• Text provided:
Your Seccomp profile does include close_range in the list of allowed calls, so Podman and Libseccomp should not be generating profiles that block it. It's not conditional in any way, either - allowed without any checks.

rhatdan commented 3 years ago

You should see the denied seccomp call in /var/log/audit/audit.log

ausearch -m seccomp -i

smac89 commented 3 years ago

You should see the denied seccomp call in /var/log/audit/audit.log

ausearch -m seccomp -i

@rhatdan

I do:

----
type=SECCOMP msg=audit(2021-04-27 14:04:24.740:425) : auid=chigozirim uid=unknown(10099) gid=unknown(10099) ses=2 subj==unconfined pid=190649 comm=xfce4-terminal exe=/usr/bin/xfce4-terminal sig=SIG0 arch=x86_64 syscall=close_range compat=0 ip=0x7f76336d8a9d code=errno

Like I said, this only happens inside the container. On my host machine, the problem never occurs

rhatdan commented 3 years ago

Something is going wrong then, some kind of mismatch between what the OCI Runtime understands is close_range and what the kernel does. You see close_range in /usr/share/containers/seccomp.json correct?

I just wrote a quick patch to podman info to show what seccomp.json file the tool is using.

smac89 commented 3 years ago

You see close_range in /usr/share/containers/seccomp.json correct?

Indeed I do

➜ grep -C4 'close_range' /usr/share/containers/seccomp.json
                "clock_nanosleep",
                "clock_nanosleep_time64",
                "clone",
                "close",
                "close_range",
                "connect",
                "copy_file_range",
                "creat",
                "dup",
rhatdan commented 3 years ago

Are you using runc or crun?

@giuseppe ideas?

smac89 commented 3 years ago

I am using crun. I can switch back to runc and test it. Let me do that.

The same issue with runc

smac89 commented 3 years ago

Also when I switch to runc, the error is not detected by auditd (i.e. I don't see it in the logs), but when I strace the command, I see that it still ends at close_range:

[pid   706] close_range(0, -1, CLOSE_RANGE_CLOEXEC) = -1 EPERM (Operation not permitted)
giuseppe commented 3 years ago

@giuseppe ideas?

close_range is used by crun.

This is again the same issue with EPERM vs ENOSYS we already faced few months ago.

I think it is time we switch to use ENOSYS by default, the only issue AFAIK is that runc doesn't support yet (https://github.com/opencontainers/runtime-spec/pull/1087).

• Records shown:

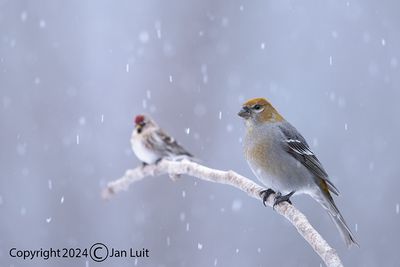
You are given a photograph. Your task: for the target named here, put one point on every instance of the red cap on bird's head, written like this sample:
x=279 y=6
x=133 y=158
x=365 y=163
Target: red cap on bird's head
x=139 y=119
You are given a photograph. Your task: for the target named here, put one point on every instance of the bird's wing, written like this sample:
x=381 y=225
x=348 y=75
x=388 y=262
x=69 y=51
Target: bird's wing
x=296 y=146
x=168 y=145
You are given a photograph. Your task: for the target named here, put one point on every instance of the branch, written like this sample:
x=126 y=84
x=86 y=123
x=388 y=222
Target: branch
x=176 y=168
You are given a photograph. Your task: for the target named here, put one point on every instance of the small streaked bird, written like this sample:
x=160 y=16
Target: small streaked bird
x=282 y=160
x=151 y=144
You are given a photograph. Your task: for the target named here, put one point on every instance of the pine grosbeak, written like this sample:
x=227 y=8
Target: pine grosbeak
x=282 y=160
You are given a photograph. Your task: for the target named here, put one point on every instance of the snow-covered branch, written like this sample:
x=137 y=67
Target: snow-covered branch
x=176 y=168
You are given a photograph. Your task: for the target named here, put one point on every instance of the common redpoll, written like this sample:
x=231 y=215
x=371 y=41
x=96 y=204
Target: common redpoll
x=151 y=144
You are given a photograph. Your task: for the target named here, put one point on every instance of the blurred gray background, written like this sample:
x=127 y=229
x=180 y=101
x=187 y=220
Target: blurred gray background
x=73 y=74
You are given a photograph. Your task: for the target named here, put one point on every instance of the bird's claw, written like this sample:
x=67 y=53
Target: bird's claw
x=279 y=198
x=264 y=194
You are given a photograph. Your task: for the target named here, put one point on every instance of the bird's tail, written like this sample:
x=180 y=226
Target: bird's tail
x=326 y=201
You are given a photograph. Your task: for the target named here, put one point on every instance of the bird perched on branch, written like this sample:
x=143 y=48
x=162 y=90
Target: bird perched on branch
x=151 y=144
x=282 y=160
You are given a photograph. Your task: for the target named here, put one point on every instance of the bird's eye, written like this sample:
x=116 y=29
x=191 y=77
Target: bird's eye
x=257 y=107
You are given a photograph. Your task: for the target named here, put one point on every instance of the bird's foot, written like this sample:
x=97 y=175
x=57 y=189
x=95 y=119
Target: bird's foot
x=265 y=194
x=279 y=198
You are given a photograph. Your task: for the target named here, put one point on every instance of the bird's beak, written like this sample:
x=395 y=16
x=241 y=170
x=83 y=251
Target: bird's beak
x=139 y=125
x=244 y=112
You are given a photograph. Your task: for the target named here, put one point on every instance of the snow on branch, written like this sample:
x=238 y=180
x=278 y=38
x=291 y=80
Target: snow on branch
x=176 y=168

• Task set:
1. List the usernames of everyone who posted a comment in the thread about the Podman close_range seccomp error.
2. Write the next part of the thread about the Podman close_range seccomp error, picking up after its final comment.
The data comes from a different source than the thread about the Podman close_range error.

• Responses for each task:
1. rhatdan, smac89, giuseppe

2.
CC @kolyshkin

paravz commented 3 years ago

Seeing same issue on F33, starting container with --security-opt=seccomp=unconfined solves it.


$  grep -C4 'close_range' /usr/share/containers/seccomp.json
                                "clock_nanosleep",
                                "clock_nanosleep_time64",
                                "clone",
                                "close",
                                "close_range",
                                "connect",
                                "copy_file_range",
                                "creat",
                                "dup",

$  rpm -qf /usr/share/containers/seccomp.json
containers-common-1-10.fc33.noarch

$  rpm -q podman runc crun
podman-3.1.0-3.fc33.x86_64
runc-1.0.0-377.rc93.fc33.x86_64
crun-0.19.1-2.fc33.x86_64

#Edit: seccomp audit message:
audit[1112353]: SECCOMP auid=1000 uid=1000 gid=1000 ses=3 subj=system_u:system_r:container_init_t:s0:c344,c914 pid=1112353 comm="xfce4-terminal" exe="/usr/bin/xfce4-terminal" sig=0 arch=c000003e syscall=436 compat=0 ip=0x7f6184e4f15d code=0x50000
paravz commented 3 years ago

@smac89 love your bug report, so easy to reproduce!

giuseppe commented 3 years ago

we also need an updated libseccomp that knows about close_range and apparently it is not present even upstream at the moment

rhatdan commented 3 years ago

@giuseppe Did you open a PR with libseccomp to add this?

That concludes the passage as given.